__Quoted text__.
++++++++++
Comment 15 David Teigland 2012-07-11 17:02:11 UTC

This looks like a ccs problem.

in fenced/agent.c dispatch_fence_agent() -> use_device() -> ccs_get()

The ccs_get function is often returning -ENODATA.  I've tried endless variations of the cluster.conf parameters and sometimes it works, but often it doesn't.  I haven't seen any pattern, it seems random.  The behavior seems to be consistent while ccs is running, but will sometimes change after the cluster is restarted or the machines are rebooted.
++++++++++
__Excerpted records__.
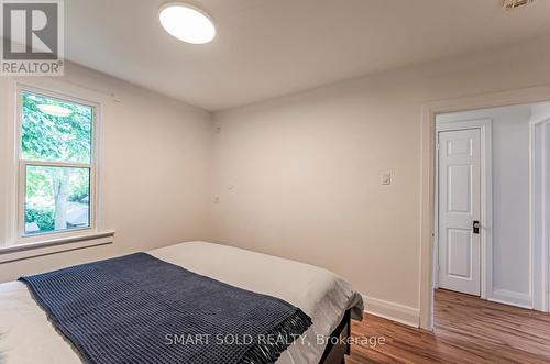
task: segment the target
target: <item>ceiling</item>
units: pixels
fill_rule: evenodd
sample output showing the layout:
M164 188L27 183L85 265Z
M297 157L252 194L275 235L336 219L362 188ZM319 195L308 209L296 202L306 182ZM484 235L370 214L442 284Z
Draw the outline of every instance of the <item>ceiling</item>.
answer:
M65 1L66 57L218 111L550 33L549 0L197 0L218 36L190 45L161 27L167 1Z

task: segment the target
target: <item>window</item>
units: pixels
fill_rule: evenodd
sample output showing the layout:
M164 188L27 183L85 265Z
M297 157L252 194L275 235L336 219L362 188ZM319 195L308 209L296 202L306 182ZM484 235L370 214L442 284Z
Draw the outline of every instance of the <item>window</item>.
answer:
M95 228L96 106L20 89L21 238Z

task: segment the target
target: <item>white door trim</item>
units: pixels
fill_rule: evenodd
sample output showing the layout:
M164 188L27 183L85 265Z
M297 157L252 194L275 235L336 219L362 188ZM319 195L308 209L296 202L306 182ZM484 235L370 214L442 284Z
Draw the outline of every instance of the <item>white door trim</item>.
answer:
M481 142L481 298L491 299L493 291L493 120L465 120L436 124L436 143L439 132L479 129ZM439 207L439 161L436 153L436 209ZM433 213L435 261L439 256L439 213ZM438 279L437 275L433 279Z
M534 115L529 121L529 232L531 246L530 295L535 309L550 311L549 293L549 236L548 221L550 196L550 113ZM538 273L538 274L535 274Z
M433 328L433 238L436 114L550 101L550 85L427 102L421 108L420 166L420 327Z

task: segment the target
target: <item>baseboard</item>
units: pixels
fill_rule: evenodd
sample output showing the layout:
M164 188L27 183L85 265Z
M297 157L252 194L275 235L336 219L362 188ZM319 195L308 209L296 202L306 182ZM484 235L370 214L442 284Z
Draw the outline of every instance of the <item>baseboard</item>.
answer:
M409 327L420 327L419 309L369 296L363 296L363 300L365 302L365 312L367 313L407 324Z
M487 297L487 300L532 309L532 298L528 294L520 294L513 290L493 289L493 293L490 297Z

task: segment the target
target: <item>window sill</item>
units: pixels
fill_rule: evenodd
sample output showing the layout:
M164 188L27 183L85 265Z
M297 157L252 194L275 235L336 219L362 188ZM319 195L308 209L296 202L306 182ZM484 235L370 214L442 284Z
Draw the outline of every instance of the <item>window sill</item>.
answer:
M114 231L105 231L1 247L0 264L85 247L112 244L113 238Z

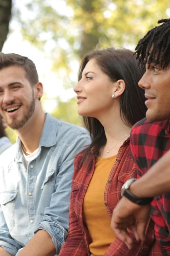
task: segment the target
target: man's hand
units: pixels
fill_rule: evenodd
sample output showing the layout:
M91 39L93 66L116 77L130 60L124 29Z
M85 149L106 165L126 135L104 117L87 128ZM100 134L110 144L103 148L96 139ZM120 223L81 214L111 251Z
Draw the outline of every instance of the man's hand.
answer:
M111 228L129 249L132 248L133 243L127 228L131 230L137 241L143 241L150 208L150 205L141 206L123 196L113 210Z

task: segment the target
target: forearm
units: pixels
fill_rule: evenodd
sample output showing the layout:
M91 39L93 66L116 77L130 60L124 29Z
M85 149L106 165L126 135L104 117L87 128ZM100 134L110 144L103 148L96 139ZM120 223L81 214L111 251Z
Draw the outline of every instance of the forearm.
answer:
M11 256L11 255L10 254L2 247L0 247L0 255L1 256Z
M152 197L170 192L170 150L132 183L130 190L139 197Z
M23 248L18 256L54 256L56 254L51 236L47 231L40 230Z

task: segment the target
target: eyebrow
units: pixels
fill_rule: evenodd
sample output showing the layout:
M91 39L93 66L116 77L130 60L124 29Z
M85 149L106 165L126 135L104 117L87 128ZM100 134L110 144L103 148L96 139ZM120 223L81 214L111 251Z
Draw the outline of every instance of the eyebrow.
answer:
M93 72L92 71L88 71L88 72L86 72L86 73L85 73L84 75L85 76L87 76L88 74L89 73L93 73L93 74L96 74L96 73L95 73L94 72Z
M13 85L14 84L15 84L16 83L19 83L19 84L22 84L20 82L18 82L17 81L16 81L16 82L13 82L12 83L10 83L9 84L8 86L10 86L11 85Z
++++++++++
__Written tasks__.
1. Retype the part of the ccs comment from "in fenced/agent.c dispatch_fence_agent()" up to and including "machines are rebooted.".
2. Repeat the rows from their start up to and including the line with "M65 1L66 57L218", and leave the pictures out of your answer.

__Outputs__.
1.
in fenced/agent.c dispatch_fence_agent() -> use_device() -> ccs_get()

The ccs_get function is often returning -ENODATA.  I've tried endless variations of the cluster.conf parameters and sometimes it works, but often it doesn't.  I haven't seen any pattern, it seems random.  The behavior seems to be consistent while ccs is running, but will sometimes change after the cluster is restarted or the machines are rebooted.

2.
task: segment the target
target: <item>ceiling</item>
units: pixels
fill_rule: evenodd
sample output showing the layout:
M164 188L27 183L85 265Z
M297 157L252 194L275 235L336 219L362 188ZM319 195L308 209L296 202L306 182ZM484 235L370 214L442 284Z
Draw the outline of every instance of the <item>ceiling</item>.
answer:
M65 1L66 57L218 111L550 33L549 0L197 0L218 36L190 45L161 27L167 1Z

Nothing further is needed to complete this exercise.